+++ Aangeleverde gegevens
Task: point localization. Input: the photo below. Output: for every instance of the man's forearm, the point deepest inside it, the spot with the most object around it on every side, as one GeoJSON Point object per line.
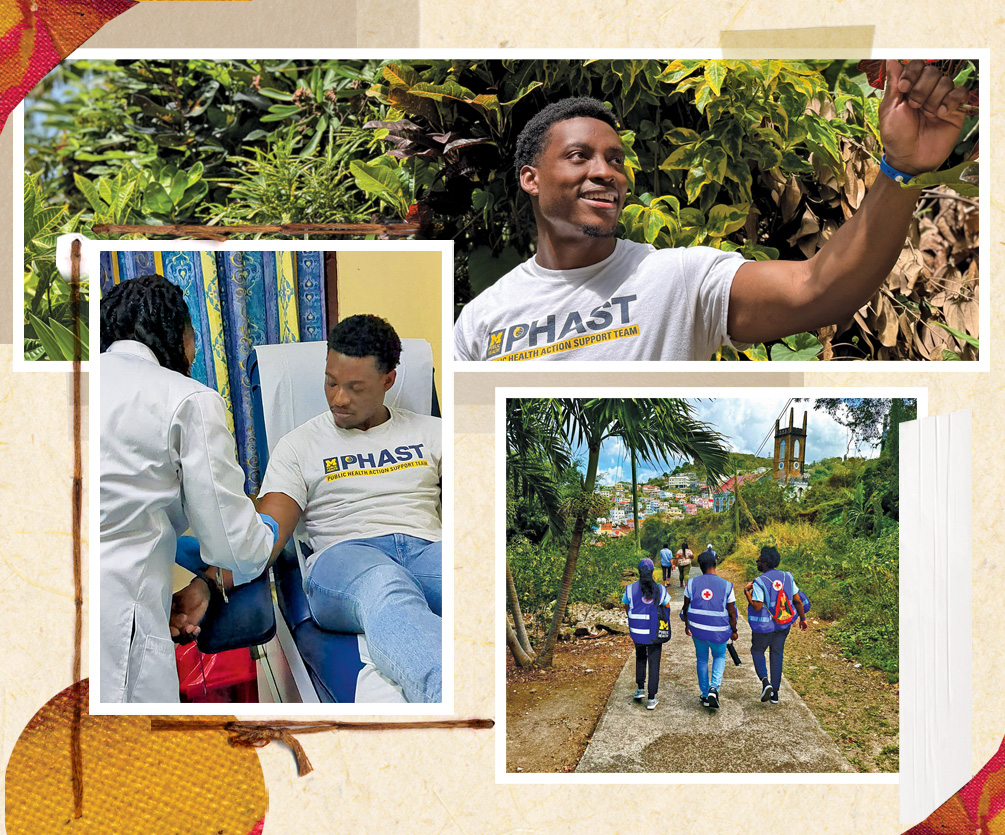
{"type": "Point", "coordinates": [286, 513]}
{"type": "Point", "coordinates": [852, 265]}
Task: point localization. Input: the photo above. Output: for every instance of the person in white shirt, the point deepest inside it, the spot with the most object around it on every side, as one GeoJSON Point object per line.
{"type": "Point", "coordinates": [587, 295]}
{"type": "Point", "coordinates": [366, 481]}
{"type": "Point", "coordinates": [168, 463]}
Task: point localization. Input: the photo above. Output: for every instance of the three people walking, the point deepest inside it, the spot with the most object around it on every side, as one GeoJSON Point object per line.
{"type": "Point", "coordinates": [710, 616]}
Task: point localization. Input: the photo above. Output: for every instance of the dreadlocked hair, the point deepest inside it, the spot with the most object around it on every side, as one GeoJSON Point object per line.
{"type": "Point", "coordinates": [152, 310]}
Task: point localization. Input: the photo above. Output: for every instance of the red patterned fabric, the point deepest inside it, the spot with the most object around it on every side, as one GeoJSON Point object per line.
{"type": "Point", "coordinates": [36, 34]}
{"type": "Point", "coordinates": [979, 807]}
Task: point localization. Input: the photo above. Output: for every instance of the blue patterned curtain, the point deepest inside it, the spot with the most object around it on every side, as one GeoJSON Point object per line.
{"type": "Point", "coordinates": [237, 300]}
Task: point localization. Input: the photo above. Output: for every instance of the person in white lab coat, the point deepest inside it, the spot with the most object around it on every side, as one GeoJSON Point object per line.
{"type": "Point", "coordinates": [167, 464]}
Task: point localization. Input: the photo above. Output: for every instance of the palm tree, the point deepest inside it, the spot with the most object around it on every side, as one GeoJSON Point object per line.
{"type": "Point", "coordinates": [656, 429]}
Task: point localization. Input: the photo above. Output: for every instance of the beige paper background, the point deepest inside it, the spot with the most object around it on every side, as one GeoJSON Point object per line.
{"type": "Point", "coordinates": [443, 782]}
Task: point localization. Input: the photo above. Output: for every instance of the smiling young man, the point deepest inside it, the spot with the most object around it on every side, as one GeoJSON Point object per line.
{"type": "Point", "coordinates": [589, 295]}
{"type": "Point", "coordinates": [366, 480]}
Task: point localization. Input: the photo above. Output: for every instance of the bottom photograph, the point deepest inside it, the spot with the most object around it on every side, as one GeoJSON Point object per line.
{"type": "Point", "coordinates": [702, 584]}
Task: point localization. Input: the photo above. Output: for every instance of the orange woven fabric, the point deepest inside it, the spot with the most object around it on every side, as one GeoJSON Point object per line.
{"type": "Point", "coordinates": [36, 34]}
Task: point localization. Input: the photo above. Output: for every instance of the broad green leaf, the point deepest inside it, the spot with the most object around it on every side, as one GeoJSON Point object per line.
{"type": "Point", "coordinates": [676, 70]}
{"type": "Point", "coordinates": [974, 341]}
{"type": "Point", "coordinates": [195, 174]}
{"type": "Point", "coordinates": [44, 335]}
{"type": "Point", "coordinates": [380, 181]}
{"type": "Point", "coordinates": [156, 200]}
{"type": "Point", "coordinates": [956, 178]}
{"type": "Point", "coordinates": [724, 220]}
{"type": "Point", "coordinates": [682, 136]}
{"type": "Point", "coordinates": [277, 113]}
{"type": "Point", "coordinates": [683, 157]}
{"type": "Point", "coordinates": [715, 163]}
{"type": "Point", "coordinates": [86, 188]}
{"type": "Point", "coordinates": [715, 74]}
{"type": "Point", "coordinates": [800, 347]}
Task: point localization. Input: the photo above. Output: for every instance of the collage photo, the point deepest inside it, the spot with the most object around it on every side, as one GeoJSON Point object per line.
{"type": "Point", "coordinates": [302, 508]}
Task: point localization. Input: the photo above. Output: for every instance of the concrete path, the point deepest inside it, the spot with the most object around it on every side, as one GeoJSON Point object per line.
{"type": "Point", "coordinates": [680, 736]}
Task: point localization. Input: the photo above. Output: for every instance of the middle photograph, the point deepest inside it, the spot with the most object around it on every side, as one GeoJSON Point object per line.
{"type": "Point", "coordinates": [308, 569]}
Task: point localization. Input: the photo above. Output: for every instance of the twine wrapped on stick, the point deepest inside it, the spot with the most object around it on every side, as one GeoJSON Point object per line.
{"type": "Point", "coordinates": [260, 734]}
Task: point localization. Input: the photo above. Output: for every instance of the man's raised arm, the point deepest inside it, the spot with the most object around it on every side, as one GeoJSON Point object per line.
{"type": "Point", "coordinates": [920, 124]}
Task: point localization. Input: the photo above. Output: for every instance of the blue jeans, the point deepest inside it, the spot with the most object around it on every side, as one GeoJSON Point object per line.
{"type": "Point", "coordinates": [701, 650]}
{"type": "Point", "coordinates": [391, 589]}
{"type": "Point", "coordinates": [760, 641]}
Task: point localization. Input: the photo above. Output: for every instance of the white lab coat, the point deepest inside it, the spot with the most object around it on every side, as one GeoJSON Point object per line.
{"type": "Point", "coordinates": [168, 463]}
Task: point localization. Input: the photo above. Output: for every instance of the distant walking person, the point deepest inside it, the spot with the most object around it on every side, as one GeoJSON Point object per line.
{"type": "Point", "coordinates": [644, 603]}
{"type": "Point", "coordinates": [710, 615]}
{"type": "Point", "coordinates": [683, 558]}
{"type": "Point", "coordinates": [666, 564]}
{"type": "Point", "coordinates": [770, 599]}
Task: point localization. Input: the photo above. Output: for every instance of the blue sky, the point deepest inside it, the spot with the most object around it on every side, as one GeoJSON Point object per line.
{"type": "Point", "coordinates": [744, 421]}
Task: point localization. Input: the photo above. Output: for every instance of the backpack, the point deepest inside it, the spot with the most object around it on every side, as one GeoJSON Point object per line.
{"type": "Point", "coordinates": [663, 628]}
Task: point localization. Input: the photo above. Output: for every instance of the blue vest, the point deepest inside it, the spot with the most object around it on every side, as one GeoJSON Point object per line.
{"type": "Point", "coordinates": [643, 618]}
{"type": "Point", "coordinates": [763, 621]}
{"type": "Point", "coordinates": [708, 617]}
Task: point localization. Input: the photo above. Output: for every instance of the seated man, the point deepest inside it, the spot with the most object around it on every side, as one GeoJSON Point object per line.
{"type": "Point", "coordinates": [366, 480]}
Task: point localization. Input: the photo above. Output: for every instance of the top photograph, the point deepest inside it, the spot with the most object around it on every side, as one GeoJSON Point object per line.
{"type": "Point", "coordinates": [654, 210]}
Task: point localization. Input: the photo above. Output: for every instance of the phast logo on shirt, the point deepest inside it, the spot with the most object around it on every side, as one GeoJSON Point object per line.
{"type": "Point", "coordinates": [374, 463]}
{"type": "Point", "coordinates": [544, 337]}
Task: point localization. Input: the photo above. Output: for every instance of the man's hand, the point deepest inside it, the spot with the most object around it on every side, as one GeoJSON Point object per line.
{"type": "Point", "coordinates": [920, 120]}
{"type": "Point", "coordinates": [188, 607]}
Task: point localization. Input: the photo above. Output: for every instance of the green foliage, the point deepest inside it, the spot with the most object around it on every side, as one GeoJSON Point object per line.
{"type": "Point", "coordinates": [853, 580]}
{"type": "Point", "coordinates": [48, 314]}
{"type": "Point", "coordinates": [537, 571]}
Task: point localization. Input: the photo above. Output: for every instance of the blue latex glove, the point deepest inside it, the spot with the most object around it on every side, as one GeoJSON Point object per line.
{"type": "Point", "coordinates": [272, 524]}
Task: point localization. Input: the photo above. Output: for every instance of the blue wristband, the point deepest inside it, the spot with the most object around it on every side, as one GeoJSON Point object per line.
{"type": "Point", "coordinates": [892, 173]}
{"type": "Point", "coordinates": [272, 524]}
++++++
Werk het deel bij dat begint bij de regel met "the blue latex" en doorloopt tot het einde van de rijen. Vervang daarin "wristband" door "bracelet" en laat verder alles ongewijzigd.

Task: point localization. Input: the photo above. Output: for every instance of the blue latex glove, the point deepest inside it, the spot with the most object around it on every side, as one GeoJSON Point object per line.
{"type": "Point", "coordinates": [272, 524]}
Task: point localization. Input: the photo above. Output: for every instance of the blue bracelet, the point deepest inside it, the spot with the most object around it on every side, as one GeoJSON Point object per line.
{"type": "Point", "coordinates": [892, 173]}
{"type": "Point", "coordinates": [272, 524]}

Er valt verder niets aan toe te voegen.